▶ [Task directions] Check every line of the data below for the word "positive". Copy the ones that have it.

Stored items
------------------------------------------------------------

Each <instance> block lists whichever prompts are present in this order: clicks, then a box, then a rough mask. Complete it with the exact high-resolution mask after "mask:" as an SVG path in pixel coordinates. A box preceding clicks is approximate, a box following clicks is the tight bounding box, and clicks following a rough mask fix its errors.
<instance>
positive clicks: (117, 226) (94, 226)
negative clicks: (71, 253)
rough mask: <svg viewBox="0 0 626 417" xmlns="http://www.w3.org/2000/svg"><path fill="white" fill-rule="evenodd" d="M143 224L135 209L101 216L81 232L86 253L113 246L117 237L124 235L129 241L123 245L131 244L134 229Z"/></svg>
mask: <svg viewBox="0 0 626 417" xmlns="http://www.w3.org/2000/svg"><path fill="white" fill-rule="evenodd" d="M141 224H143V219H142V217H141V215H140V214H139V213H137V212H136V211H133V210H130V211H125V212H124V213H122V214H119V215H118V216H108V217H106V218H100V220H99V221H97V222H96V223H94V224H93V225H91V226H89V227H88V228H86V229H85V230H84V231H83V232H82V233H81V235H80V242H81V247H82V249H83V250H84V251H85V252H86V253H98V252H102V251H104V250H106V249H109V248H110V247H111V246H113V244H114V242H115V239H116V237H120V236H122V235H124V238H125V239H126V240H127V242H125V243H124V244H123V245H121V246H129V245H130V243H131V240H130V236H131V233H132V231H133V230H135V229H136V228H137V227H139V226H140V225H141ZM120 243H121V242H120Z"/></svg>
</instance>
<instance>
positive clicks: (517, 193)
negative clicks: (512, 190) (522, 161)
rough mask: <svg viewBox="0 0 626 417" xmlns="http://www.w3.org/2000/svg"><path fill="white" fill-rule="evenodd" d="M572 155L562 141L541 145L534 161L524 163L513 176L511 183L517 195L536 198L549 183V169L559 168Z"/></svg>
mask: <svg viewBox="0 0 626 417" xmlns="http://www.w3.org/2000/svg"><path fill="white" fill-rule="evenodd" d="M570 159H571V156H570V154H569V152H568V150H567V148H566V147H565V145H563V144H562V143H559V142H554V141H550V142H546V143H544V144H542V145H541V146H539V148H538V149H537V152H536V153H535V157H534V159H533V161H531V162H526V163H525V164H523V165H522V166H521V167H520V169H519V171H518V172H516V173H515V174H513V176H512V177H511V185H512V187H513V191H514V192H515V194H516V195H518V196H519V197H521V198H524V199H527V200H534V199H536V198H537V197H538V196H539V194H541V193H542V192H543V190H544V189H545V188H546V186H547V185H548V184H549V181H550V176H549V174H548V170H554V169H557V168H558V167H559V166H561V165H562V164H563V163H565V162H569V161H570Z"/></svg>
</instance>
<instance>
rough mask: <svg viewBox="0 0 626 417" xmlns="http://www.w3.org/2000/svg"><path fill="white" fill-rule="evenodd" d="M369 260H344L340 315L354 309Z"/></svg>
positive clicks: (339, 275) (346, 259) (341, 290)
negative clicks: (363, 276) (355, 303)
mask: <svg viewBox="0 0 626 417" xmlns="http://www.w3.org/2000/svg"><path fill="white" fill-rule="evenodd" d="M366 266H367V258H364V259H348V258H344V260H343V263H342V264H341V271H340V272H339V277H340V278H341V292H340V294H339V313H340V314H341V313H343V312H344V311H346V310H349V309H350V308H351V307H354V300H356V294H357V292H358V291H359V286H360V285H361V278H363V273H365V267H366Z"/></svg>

------------------------------------------------------------

▶ [Written answer]
positive clicks: (117, 226) (94, 226)
positive clicks: (517, 193)
positive clicks: (339, 275) (346, 259) (341, 290)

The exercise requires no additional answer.